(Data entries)
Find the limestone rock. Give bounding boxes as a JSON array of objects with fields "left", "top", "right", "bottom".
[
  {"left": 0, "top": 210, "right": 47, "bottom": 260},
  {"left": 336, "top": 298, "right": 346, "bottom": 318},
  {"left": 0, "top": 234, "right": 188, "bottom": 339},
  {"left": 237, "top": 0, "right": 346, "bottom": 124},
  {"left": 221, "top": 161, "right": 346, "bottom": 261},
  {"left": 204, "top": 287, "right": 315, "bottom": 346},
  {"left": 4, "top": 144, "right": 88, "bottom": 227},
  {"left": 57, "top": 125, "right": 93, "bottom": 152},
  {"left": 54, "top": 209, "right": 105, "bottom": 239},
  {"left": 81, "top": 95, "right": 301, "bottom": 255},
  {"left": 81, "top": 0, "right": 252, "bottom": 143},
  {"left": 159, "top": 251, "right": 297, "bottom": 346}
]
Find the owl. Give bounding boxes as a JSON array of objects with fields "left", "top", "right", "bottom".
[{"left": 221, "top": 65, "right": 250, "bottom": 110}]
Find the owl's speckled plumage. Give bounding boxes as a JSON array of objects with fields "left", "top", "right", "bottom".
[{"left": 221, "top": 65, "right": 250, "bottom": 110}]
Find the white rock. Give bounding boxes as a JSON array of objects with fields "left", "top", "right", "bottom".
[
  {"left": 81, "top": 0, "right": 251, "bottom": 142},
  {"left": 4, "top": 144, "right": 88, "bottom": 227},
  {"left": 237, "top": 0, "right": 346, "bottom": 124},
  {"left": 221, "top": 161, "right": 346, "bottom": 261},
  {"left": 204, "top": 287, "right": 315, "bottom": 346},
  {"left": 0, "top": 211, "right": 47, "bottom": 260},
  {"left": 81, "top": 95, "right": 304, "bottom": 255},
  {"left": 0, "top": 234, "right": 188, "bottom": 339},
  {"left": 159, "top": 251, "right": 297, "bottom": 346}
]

## [TASK GOAL]
Rewrite all of the material above, substituting "stone" for every occurrence of "rock" and leaving everything else unchanged.

## [COMPLETED TASK]
Find the limestone stone. Give bounding boxes as a JSON array of objects with fields "left", "top", "right", "bottom".
[
  {"left": 0, "top": 210, "right": 47, "bottom": 260},
  {"left": 336, "top": 298, "right": 346, "bottom": 318},
  {"left": 0, "top": 234, "right": 188, "bottom": 339},
  {"left": 237, "top": 0, "right": 346, "bottom": 124},
  {"left": 221, "top": 161, "right": 346, "bottom": 261},
  {"left": 204, "top": 287, "right": 315, "bottom": 346},
  {"left": 4, "top": 144, "right": 88, "bottom": 227},
  {"left": 57, "top": 125, "right": 93, "bottom": 152},
  {"left": 54, "top": 209, "right": 105, "bottom": 239},
  {"left": 81, "top": 95, "right": 301, "bottom": 255},
  {"left": 81, "top": 0, "right": 252, "bottom": 143},
  {"left": 159, "top": 251, "right": 297, "bottom": 346}
]
Find the owl. Give bounding boxes as a JSON array of objects with fields "left", "top", "right", "bottom".
[{"left": 221, "top": 65, "right": 250, "bottom": 110}]
Find the owl's speckled plumage. Give bounding boxes as a JSON array of objects with fields "left", "top", "right", "bottom".
[{"left": 221, "top": 65, "right": 250, "bottom": 110}]
Find the white stone. Give bounding boxes as a JSON array of objects with fields "left", "top", "right", "bottom".
[
  {"left": 81, "top": 0, "right": 251, "bottom": 142},
  {"left": 4, "top": 144, "right": 88, "bottom": 227},
  {"left": 237, "top": 0, "right": 346, "bottom": 124},
  {"left": 221, "top": 161, "right": 346, "bottom": 261},
  {"left": 204, "top": 287, "right": 315, "bottom": 346},
  {"left": 0, "top": 211, "right": 47, "bottom": 260},
  {"left": 81, "top": 95, "right": 304, "bottom": 255},
  {"left": 0, "top": 234, "right": 188, "bottom": 339},
  {"left": 159, "top": 251, "right": 297, "bottom": 346}
]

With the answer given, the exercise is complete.